─── Listed records
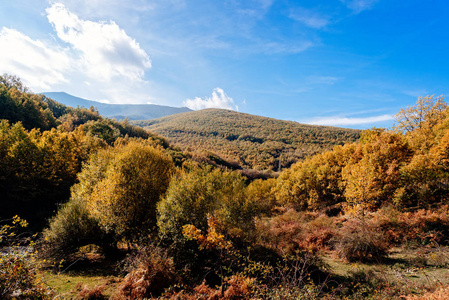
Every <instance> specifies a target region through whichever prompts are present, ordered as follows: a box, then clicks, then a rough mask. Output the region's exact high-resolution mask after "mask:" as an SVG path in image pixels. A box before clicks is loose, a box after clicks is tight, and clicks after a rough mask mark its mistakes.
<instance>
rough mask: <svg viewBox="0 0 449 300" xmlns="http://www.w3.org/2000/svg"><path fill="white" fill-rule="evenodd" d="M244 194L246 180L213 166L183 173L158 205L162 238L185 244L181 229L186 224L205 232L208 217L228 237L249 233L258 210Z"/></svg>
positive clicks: (182, 173)
mask: <svg viewBox="0 0 449 300" xmlns="http://www.w3.org/2000/svg"><path fill="white" fill-rule="evenodd" d="M244 191H245V182H244V179H243V177H242V176H241V175H240V174H239V173H237V172H223V171H220V170H217V169H212V168H211V167H193V168H192V169H191V170H189V171H184V172H183V173H182V174H179V175H178V176H176V177H175V178H173V180H172V181H171V182H170V186H169V188H168V190H167V194H166V195H165V197H164V198H163V199H162V200H161V202H159V204H158V207H157V210H158V226H159V233H160V236H161V237H162V238H163V239H166V240H172V241H177V242H182V241H183V240H184V238H183V235H182V227H183V226H184V225H187V224H190V225H193V226H195V228H197V229H199V230H202V231H204V232H206V231H207V228H208V227H207V218H208V215H210V216H211V217H214V218H217V220H218V221H219V222H221V223H222V224H223V225H224V230H226V233H228V234H232V235H235V236H236V235H240V234H244V233H245V232H247V233H249V232H250V231H251V229H252V228H253V218H254V216H255V215H256V213H257V209H256V204H255V203H254V202H252V201H251V199H250V198H247V197H245V193H244Z"/></svg>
──────
=== Problem to solve ===
Print the listing exactly, pictures excluded.

=== Result ===
Every <instance> specifies a target region through whichever prompts are present, ordered as follows: a box, then clicks, then a rough mask. Output the region's exact high-resolution mask after "mask:" as an SVG path in image pixels. A box before clicks is loose, a box after clicks is tight, and clicks after a rough mask mark its mistakes.
<instance>
rough mask: <svg viewBox="0 0 449 300" xmlns="http://www.w3.org/2000/svg"><path fill="white" fill-rule="evenodd" d="M244 194L246 180L213 166L183 173L158 205L162 238L185 244L181 229L186 224L205 232L208 217L228 237L249 233L258 210Z"/></svg>
positive clicks: (182, 173)
mask: <svg viewBox="0 0 449 300" xmlns="http://www.w3.org/2000/svg"><path fill="white" fill-rule="evenodd" d="M244 191H245V182H244V179H243V177H242V176H241V175H240V174H239V173H237V172H223V171H220V170H217V169H212V168H211V167H193V168H192V169H191V170H189V171H184V172H183V173H182V174H179V175H178V176H176V177H175V178H173V180H172V181H171V182H170V186H169V188H168V190H167V194H166V195H165V197H164V198H163V199H162V200H161V202H159V204H158V207H157V210H158V226H159V233H160V236H161V237H162V238H163V239H166V240H172V241H177V242H182V241H183V240H184V238H183V235H182V227H183V226H184V225H187V224H190V225H193V226H195V228H197V229H199V230H202V231H204V232H206V231H207V228H208V227H207V218H208V215H210V216H211V217H214V218H217V220H218V221H219V222H221V223H222V224H223V225H224V230H226V233H228V234H232V235H235V236H236V235H240V234H244V233H245V232H247V233H249V232H250V231H251V229H252V228H253V218H254V216H255V215H256V213H257V209H256V204H255V203H254V202H252V201H251V199H250V198H247V197H245V193H244Z"/></svg>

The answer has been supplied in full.